┌──
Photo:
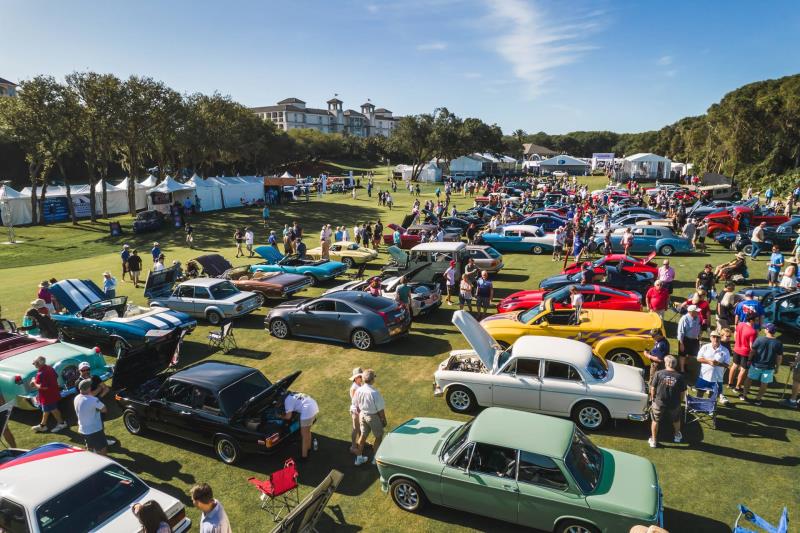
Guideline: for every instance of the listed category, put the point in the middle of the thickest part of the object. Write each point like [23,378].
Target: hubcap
[407,496]
[460,400]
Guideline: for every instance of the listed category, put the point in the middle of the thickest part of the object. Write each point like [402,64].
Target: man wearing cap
[688,335]
[714,358]
[766,356]
[90,423]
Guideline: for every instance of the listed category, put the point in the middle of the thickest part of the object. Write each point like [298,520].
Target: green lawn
[752,457]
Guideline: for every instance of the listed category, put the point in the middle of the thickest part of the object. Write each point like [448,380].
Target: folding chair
[223,339]
[280,491]
[698,407]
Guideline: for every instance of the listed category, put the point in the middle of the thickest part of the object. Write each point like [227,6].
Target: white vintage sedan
[548,375]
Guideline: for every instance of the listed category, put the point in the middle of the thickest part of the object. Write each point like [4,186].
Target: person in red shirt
[46,382]
[746,334]
[657,298]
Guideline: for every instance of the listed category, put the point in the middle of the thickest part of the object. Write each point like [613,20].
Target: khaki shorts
[371,424]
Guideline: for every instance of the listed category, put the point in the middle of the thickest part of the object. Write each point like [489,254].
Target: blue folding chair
[702,407]
[763,525]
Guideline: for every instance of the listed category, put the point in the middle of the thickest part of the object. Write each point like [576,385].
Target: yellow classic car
[349,253]
[619,336]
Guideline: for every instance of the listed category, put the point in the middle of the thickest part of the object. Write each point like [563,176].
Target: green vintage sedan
[525,468]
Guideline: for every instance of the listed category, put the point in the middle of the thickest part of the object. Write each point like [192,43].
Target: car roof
[213,375]
[522,430]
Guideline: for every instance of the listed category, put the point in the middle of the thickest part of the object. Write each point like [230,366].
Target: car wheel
[279,328]
[624,356]
[461,400]
[132,422]
[590,415]
[227,450]
[361,339]
[407,495]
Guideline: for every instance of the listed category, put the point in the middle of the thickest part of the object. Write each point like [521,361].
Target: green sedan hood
[416,443]
[629,486]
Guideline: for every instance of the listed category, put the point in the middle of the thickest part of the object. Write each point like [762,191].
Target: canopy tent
[208,193]
[15,207]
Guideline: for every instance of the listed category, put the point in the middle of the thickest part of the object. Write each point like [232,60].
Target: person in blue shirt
[775,265]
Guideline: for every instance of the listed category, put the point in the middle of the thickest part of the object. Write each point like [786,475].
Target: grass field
[752,456]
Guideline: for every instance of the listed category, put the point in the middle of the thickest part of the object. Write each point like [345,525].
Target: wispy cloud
[534,44]
[435,46]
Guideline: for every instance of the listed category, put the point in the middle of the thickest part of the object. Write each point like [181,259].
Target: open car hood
[264,398]
[160,282]
[214,264]
[77,294]
[477,337]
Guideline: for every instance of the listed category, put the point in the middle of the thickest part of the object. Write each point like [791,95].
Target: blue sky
[529,64]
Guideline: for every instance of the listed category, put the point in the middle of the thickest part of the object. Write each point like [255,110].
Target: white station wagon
[548,375]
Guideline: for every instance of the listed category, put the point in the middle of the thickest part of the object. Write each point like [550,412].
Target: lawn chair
[702,407]
[280,491]
[223,339]
[763,525]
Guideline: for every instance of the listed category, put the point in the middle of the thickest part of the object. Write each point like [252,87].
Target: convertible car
[315,270]
[534,374]
[267,284]
[618,336]
[114,324]
[625,263]
[594,297]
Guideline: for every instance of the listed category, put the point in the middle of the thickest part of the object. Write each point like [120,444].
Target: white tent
[15,207]
[208,193]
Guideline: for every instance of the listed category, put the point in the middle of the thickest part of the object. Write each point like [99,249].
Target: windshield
[531,313]
[233,396]
[454,441]
[92,501]
[224,290]
[584,461]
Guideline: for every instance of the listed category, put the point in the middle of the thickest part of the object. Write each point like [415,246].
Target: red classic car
[594,297]
[623,262]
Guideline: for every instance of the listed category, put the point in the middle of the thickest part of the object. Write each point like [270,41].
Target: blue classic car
[649,238]
[316,269]
[519,238]
[91,319]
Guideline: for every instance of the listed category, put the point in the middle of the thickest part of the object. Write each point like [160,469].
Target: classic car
[549,375]
[356,317]
[267,284]
[623,262]
[315,269]
[231,407]
[649,238]
[210,298]
[594,297]
[148,221]
[425,296]
[618,336]
[518,238]
[529,469]
[486,258]
[84,492]
[612,277]
[17,353]
[92,319]
[349,253]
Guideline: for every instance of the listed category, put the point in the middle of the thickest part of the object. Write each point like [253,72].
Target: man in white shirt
[714,359]
[372,416]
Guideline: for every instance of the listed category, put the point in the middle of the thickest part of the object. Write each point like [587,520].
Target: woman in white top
[356,380]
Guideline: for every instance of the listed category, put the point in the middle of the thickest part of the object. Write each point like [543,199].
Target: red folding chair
[279,492]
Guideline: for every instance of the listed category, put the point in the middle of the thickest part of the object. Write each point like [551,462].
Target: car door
[487,485]
[518,385]
[561,386]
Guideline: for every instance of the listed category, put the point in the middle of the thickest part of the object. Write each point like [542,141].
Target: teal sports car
[315,269]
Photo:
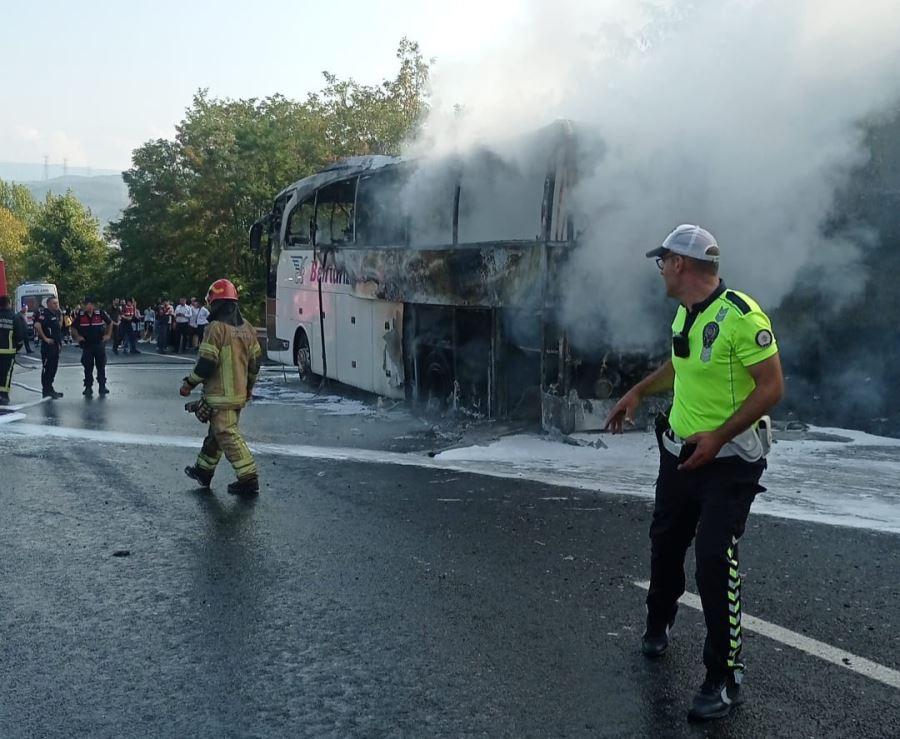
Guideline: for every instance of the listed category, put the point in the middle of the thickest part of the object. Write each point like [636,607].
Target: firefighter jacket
[11,333]
[227,364]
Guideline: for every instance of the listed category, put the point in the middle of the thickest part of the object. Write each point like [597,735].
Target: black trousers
[7,362]
[713,503]
[93,355]
[49,365]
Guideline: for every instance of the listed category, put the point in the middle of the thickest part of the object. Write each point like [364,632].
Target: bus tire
[303,356]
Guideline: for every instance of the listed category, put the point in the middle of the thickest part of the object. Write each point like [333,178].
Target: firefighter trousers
[94,355]
[224,437]
[49,365]
[711,503]
[7,362]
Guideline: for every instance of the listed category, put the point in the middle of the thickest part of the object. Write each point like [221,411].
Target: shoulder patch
[738,302]
[764,338]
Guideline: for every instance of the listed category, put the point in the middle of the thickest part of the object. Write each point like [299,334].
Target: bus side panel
[387,349]
[354,324]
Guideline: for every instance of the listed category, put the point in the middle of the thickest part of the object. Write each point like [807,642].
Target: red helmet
[221,290]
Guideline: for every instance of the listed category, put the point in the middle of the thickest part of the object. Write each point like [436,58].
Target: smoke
[743,116]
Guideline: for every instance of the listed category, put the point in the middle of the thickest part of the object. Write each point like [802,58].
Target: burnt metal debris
[477,324]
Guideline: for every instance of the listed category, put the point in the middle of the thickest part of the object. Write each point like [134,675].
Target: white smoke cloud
[743,116]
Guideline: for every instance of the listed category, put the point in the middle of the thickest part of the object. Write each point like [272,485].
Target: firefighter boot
[716,697]
[249,486]
[201,476]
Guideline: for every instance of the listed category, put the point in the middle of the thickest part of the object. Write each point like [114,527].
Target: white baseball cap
[689,240]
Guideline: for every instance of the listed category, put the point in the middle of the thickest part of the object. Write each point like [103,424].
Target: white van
└──
**PROBLEM TO WORK ON**
Repeat each record exactly, with the pictures left out.

**REPLY**
Photo:
Guideline: for every instance of the listed category, put the point in the middle of the thickest part of the object. Write each point like [23,378].
Target: hubcap
[407,496]
[460,400]
Guideline: for every instance of the listed category, put the point in the middle of the thickest part of the object. Write each point like [402,64].
Target: man wearing cap
[688,335]
[714,358]
[766,356]
[90,423]
Guideline: for every instance of the listed category, put the point in the middle of the thickest part of the object. Write each point like [298,520].
Target: green lawn
[752,457]
Guideline: for every instance of the listed category, put the point in the middle of the thickest part of the object. Write each point like [448,380].
Target: folding chair
[223,339]
[280,491]
[698,407]
Guideline: for every instance of the listed category, put the point in the middle of the thickest part of the object. Write each point like [227,6].
Target: white vintage sedan
[548,375]
Guideline: for every instance of the listed category, put the point in the middle of the thickest part of the object. Write each point like [4,186].
Target: person in red shirt
[46,382]
[746,334]
[657,298]
Guideline: for every instance of the listed category, put the point in the middle of the thickest part of the object. Write each point like [613,20].
Target: khaki shorts
[371,424]
Guideline: for every instance of the listed category, put the point in the middle of the thickest part of the object. Write each point like [489,254].
Target: blue folding chair
[702,407]
[763,525]
Guideline: for every instance of the listed category, put the point in the middle of the thickest part of the object. Write each point like [576,385].
Target: yellow classic car
[349,253]
[619,336]
Guideline: for every instance of the listed category, put the point in the middle of the thickest part of the object. Write each point like [563,176].
Target: green vintage sedan
[525,468]
Guideline: for every instance of the listed category, put the point in the middle of the thickest part of the object. Write each point like [192,43].
Target: car roof
[213,375]
[522,430]
Guideline: for every instance of the listed category, put the point in the middle of the thickest part of the object. Write each point like [230,366].
Target: car wheel
[279,328]
[624,356]
[461,400]
[132,422]
[590,415]
[227,450]
[361,339]
[407,495]
Guideline: for every instance of the listed category, put the point in the middle of the thickest part of the object. Write each point like [521,361].
Target: green sedan hood
[416,443]
[629,486]
Guideline: for every instance of the listed category, put the point in the middle of the thickest part of the object. Write each point like [762,191].
Target: canopy tent
[208,193]
[15,207]
Guideline: for every instance of the listed category, put the point in the middle of the thickest part of the object. Write each point like [232,60].
Target: person in blue shirt
[775,265]
Guideline: for every instance of the listed category, put the point in the middle of the thickest part of the object. Write each point like [786,475].
Target: grass field
[752,456]
Guideline: for every instance of the listed category, put the point in the middle of the thickest part of the object. Write each point like [345,525].
Target: wispy cloud
[534,44]
[435,46]
Guideline: for every instance of the listed category, put the point in the middle of the thickest part of the object. Write each point like [181,259].
Target: open car hood
[264,398]
[160,282]
[214,264]
[77,294]
[477,337]
Guideline: for every instance of the listed category, put the point in the middle of the thickest part of the object. Write each point like [791,95].
Target: blue sky
[529,64]
Guideline: for every instance of the listed category, put the point in the middle of the thickest part of the object. Write each point like [255,110].
Target: white station wagon
[548,375]
Guideline: for every instance of the listed category, put the point in the middle of the thickest part of the object. Write each point like [550,412].
Target: lawn chair
[702,407]
[280,491]
[223,339]
[763,525]
Guideline: for every instance of the listed category, put the point in the middle of the thickest part of the object. Write each point like [252,87].
Target: convertible car
[315,270]
[534,374]
[267,284]
[618,336]
[114,324]
[625,263]
[594,297]
Guideline: for every instance of the listed category, put the point in the middle of the thickest part of the object. Write each point like [120,444].
Target: white tent
[15,207]
[208,193]
Guideline: for every instance of the listed category, put the point in the middle of the thickest part of the object. Write each point like [99,249].
Target: windshield
[531,313]
[233,396]
[454,441]
[92,501]
[224,290]
[584,461]
Guideline: for every instance of the listed category, put the point in the middle of the thickest part of the object. Write each point like [415,246].
Target: red classic car
[594,297]
[623,262]
Guideline: for every instance of the listed category, put the point in the middle of the thickest part of the object. Write each point like [270,41].
Target: blue classic car
[649,238]
[316,269]
[519,238]
[91,319]
Guideline: for every instance of the listed category, put the point in the middle of the thickest part of the object. Write each point like [160,469].
Target: classic car
[549,375]
[356,317]
[267,284]
[623,262]
[315,269]
[231,407]
[649,238]
[210,298]
[594,297]
[148,221]
[425,296]
[618,336]
[518,238]
[529,469]
[486,258]
[84,492]
[612,277]
[17,353]
[92,319]
[349,253]
Guideline: for every instance of the listed category, put the point in the middle of the thickest part of the object. Write each point like [253,72].
Target: man in white shirt
[714,359]
[372,416]
Guideline: for every instance of the listed category, put the point in the middle of the thickest part of the object. Write each point like [587,520].
Target: woman in white top
[356,380]
Guideline: for every instance of the listed category, put the point in the middle of the thickest part of the object. Write each point like [543,199].
Target: red folding chair
[279,492]
Guideline: for every instance of the listed category, put the point in the middle of the thickest part of the object. Write each point like [551,462].
Target: car door
[487,485]
[518,385]
[561,386]
Guideline: for every instance of the listed category, put the point in the middle of the thickest part of the object. Write each point like [542,141].
Target: teal sports car
[315,269]
Photo:
Guideline: for every instance of the listed category, put the point in the middle of the thickest part of the object. Write each point like [636,607].
Target: firefighter jacket
[11,333]
[227,364]
Guideline: for every instance of the listed category, put the point in the middle of the thickest part of the object. Write each point like [597,735].
Target: black trousers
[7,362]
[713,503]
[93,355]
[49,365]
Guideline: for every instance of the listed category, put the point in the middle of the thickest part of the object. Write each point like [364,632].
Target: bus tire
[303,356]
Guideline: for every instance of the listed category, put the point in the middle of the thickest part of the object. Write each point like [333,178].
Target: firefighter trousers
[94,355]
[224,437]
[49,365]
[711,503]
[7,362]
Guideline: for every instance of the listed category, put the point in the middle of the thickest part of the object. Write each point like [221,411].
Target: shoulder patch
[738,302]
[764,338]
Guideline: for every instance of the listed category, put the point in the middle of the thickest part of the object. Write each point like [299,334].
Target: bus side panel
[387,349]
[354,324]
Guideline: for every instance of the listed category, put the point in the middle of the thickest part of the object. Write each point like [807,642].
Target: red helmet
[221,290]
Guideline: for every instance of the listed category, put the point in the middle of the thickest part of the object. Write each point like [436,58].
Target: smoke
[743,116]
Guideline: for every instance of the listed category, put the point in the middle of the thickest part of the object. Write each point like [802,58].
Target: burnt metal debris
[477,324]
Guideline: for every instance of the listed category, put the point in the middle of the thickest part of the object. Write each point like [134,675].
Target: white smoke cloud
[743,116]
Guideline: for every instance of the listed category, put the point in the middle of the thickest part of the object. Write each point like [272,485].
Target: firefighter boot
[716,697]
[249,486]
[201,476]
Guideline: for every instance of the listed category, put the point in the middle of the thickest part of the object. Write each point like [114,527].
Target: white baseball cap
[689,240]
Guideline: for every instance of the listed category, put the point in the middle of the thickest part of the object. Write each point like [103,424].
Target: white van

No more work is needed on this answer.